Task to complete |
Reproduce all of the records below, requests included, and shift every point coordinate in the answers by adding 130 to it. Leave the pictures out of your answer.

Lines of data:
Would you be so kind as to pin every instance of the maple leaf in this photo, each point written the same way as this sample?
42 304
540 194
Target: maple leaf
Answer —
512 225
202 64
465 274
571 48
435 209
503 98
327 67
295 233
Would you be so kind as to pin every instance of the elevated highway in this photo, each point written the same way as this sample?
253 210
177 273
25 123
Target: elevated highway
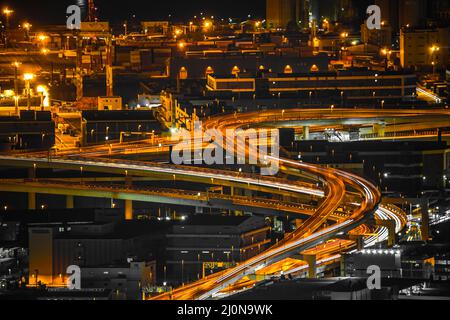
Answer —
338 187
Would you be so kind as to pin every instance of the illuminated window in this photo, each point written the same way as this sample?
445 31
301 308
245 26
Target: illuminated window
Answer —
183 73
209 71
235 71
288 69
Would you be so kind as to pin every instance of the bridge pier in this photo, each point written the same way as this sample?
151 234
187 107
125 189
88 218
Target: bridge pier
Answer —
32 195
379 129
390 225
312 268
31 201
306 133
425 222
359 241
69 202
128 203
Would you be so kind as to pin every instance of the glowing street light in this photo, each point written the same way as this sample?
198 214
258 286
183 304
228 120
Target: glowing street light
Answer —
27 77
7 12
27 26
42 37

Task solution |
Would you be so kind as to pin every instance of the maple leaf in this photo, each point written the same way as this sample?
42 304
540 194
Target: maple leaf
Answer —
642 355
332 194
595 404
701 178
565 339
633 228
457 197
425 363
Would you be so kind as to pin every instance of the elevated highway in this photo, each point written the same way as this sample?
253 210
177 273
25 123
Target: elevated highway
Answer —
468 317
Would you be so kind as to pin every instance of the illuminated window in this photo, each point written the same way as this sample?
445 31
301 308
245 26
Target: illuminated window
Answer —
313 203
339 201
365 201
418 199
Would you be so kind as to pin every instance of the bridge pier in this photo, each point written the same way as this sample?
151 234
187 107
125 189
88 218
Target: bridge pier
Answer —
162 325
509 259
520 355
442 398
161 331
436 263
555 352
489 371
199 332
258 333
Would you be so kind as to pin every instance of the glowing street light in this photo, each point written the same way as this sample?
198 214
258 286
183 304
228 120
Target: glowing street light
Answer —
157 207
137 142
157 156
172 167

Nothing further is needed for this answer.